** FRAGMENT DOKUMENTU **
────────
Gdyby szukać obelgi, po którą postępowcy sięgają najchętniej, by tylko przywalić katolikom – to byłby to termin „inkwizytor". Od czasów Oświecenia (a nie ma wątpliwości, że tendencję tę umocnił silnie antykatolicki Fiodor Dostojewski swoją znakomitą skądinąd „Legendą o Wielkim Inkwizytorze") termin ten stał się stygmatem, z którym walczyć musi każdy niemal konsekwentnie wierzący katolik, który próbuje żyć, działać i wypowiadać się w zgodzie z zasadami własnej wiary. Nieodmiennie określony zostaje „inkwizytorem".
Określenie to, choć trudno nie dostrzec w tym absurdu, stało się – nawet w uszach katolików – o wiele bardziej stygmatyzujące niż termin „heretyk". Ten ostatni bowiem jest przedstawiany jako „odważnie kwestionujący dogmaty" myśliciel, którego trzeba odróżnić od tępego trepa, jakim jest wierny doktrynie i dogmatom inkwizytor. I właśnie z tej swoistej podmianki aksjologicznej wynika także negatywny stosunek do „indeksu ksiąg zakazanych", który stał się synonimem kościelnego zacofania, ciemnoty i sprzeciwu wobec nowoczesności, a nawet symbolem nieustannego sprzeciwu katolicyzmu wobec nowoczesności.
Zabawne jest przy tym, że krytycy Kościoła i zwolennicy nowoczesności zapominają o tym, że indeksy zakazanych druków czy cenzura prewencyjna książek, druków i gazet (gdy już zaczęły się one pojawiać) nie były niczym zarezerwowanym dla Państwa Kościelnego czy Kościoła katolickiego. Swoje własne listy (choć raczej nie noszące nazwy indeksu) miały państwa i wspólnoty kalwińskie, anglikańska Wielka Brytania, a także Francja czy państwa Rzeszy Niemieckiej. Jan Kalwin czy Marcin Luter, tam gdzie rządzili bliscy im władcy, także domagali się wprowadzania dzieł nieprawomyślnych, a w teokratycznej Genewie kary za ich wydawanie czy dystrybuowanie były surowsze niż w Państwie Kościelnym. Władcy oświeceniowi, choć chętnie wspierali publikowanie dzieł „wywrotowych" w innych krajach u siebie skrzętnie pilnowali monopolu wydawniczego, który pozwalał im na ścisłe kontrolowanie przekazu słowa.
Wolność prasy i słowa stała się standardem w XX wieku, wcześniej zaś – nawet w Stanach Zjednoczonych – część książek czy druków ulotnych uznawano za nieodpowiednie do szerszego grona czytelniczego. Ale o tym wszystkim nikt już niemal nie pamięta. A jedynym „winnym" cenzury i ograniczania wolności słowa staje się Kościół katolicki, na który – jak niegdyś antysemici na Żydów – zrzuca się odpowiedzialność za całe zło (albo to, co za zło uchodzi), jakie kiedykolwiek wydarzyło się w świecie. A w efekcie gdzieś ginie prawda o tamtych wydarzeniach, o intencjach i wreszcie o znaczeniu Indeksu Ksiąg Zakazanych.
────────
** WPISY DANYCH **
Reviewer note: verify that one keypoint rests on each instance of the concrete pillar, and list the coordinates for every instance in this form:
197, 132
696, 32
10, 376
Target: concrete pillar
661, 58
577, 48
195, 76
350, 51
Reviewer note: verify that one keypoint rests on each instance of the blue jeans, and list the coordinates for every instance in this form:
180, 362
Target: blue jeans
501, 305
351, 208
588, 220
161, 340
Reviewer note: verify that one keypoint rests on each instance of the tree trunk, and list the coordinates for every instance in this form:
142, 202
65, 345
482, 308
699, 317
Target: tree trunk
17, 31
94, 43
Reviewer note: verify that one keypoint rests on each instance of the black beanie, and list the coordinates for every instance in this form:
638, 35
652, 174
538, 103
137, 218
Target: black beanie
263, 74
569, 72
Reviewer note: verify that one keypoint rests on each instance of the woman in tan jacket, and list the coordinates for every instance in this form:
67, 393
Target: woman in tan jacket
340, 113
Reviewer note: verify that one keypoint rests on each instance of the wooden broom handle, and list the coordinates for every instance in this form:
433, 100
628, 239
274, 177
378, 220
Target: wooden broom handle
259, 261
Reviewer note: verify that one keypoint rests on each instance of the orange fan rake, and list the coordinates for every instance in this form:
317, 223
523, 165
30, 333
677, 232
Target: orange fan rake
────────
** ZADANIA I ĆWICZENIA **
**A)** Wypisz z tekstu o Indeksie Ksiąg Zakazanych fragment między „Określenie to, choć” a „katolicyzmu wobec nowoczesności.”, włącznie z tymi słowami.
**B)** Oceń, proszę, czy poniższe stwierdzenia zgadzają się z tekstem o Indeksie Ksiąg Zakazanych, i przy każdym odpowiedz tak lub nie, przytaczając dosłownie rozstrzygające słowa tekstu. (i) Wolność prasy i słowa stała się standardem w XX wieku. (ii) W Genewie kary za wydawanie dzieł nieprawomyślnych były łagodniejsze niż w Państwie Kościelnym. (iii) Własne listy zakazanych druków miała Francja.

** ROZWIĄZANIA ZADAŃ **
**A)**
Określenie to, choć trudno nie dostrzec w tym absurdu, stało się – nawet w uszach katolików – o wiele bardziej stygmatyzujące niż termin „heretyk". Ten ostatni bowiem jest przedstawiany jako „odważnie kwestionujący dogmaty" myśliciel, którego trzeba odróżnić od tępego trepa, jakim jest wierny doktrynie i dogmatom inkwizytor. I właśnie z tej swoistej podmianki aksjologicznej wynika także negatywny stosunek do „indeksu ksiąg zakazanych", który stał się synonimem kościelnego zacofania, ciemnoty i sprzeciwu wobec nowoczesności, a nawet symbolem nieustannego sprzeciwu katolicyzmu wobec nowoczesności.

**B)**
(i) Tak: „Wolność prasy i słowa stała się standardem w XX wieku”.
(ii) Nie: „w teokratycznej Genewie kary za ich wydawanie czy dystrybuowanie były surowsze niż w Państwie Kościelnym”.
(iii) Tak: „Swoje własne listy (choć raczej nie noszące nazwy indeksu) miały państwa i wspólnoty kalwińskie, anglikańska Wielka Brytania, a także Francja”.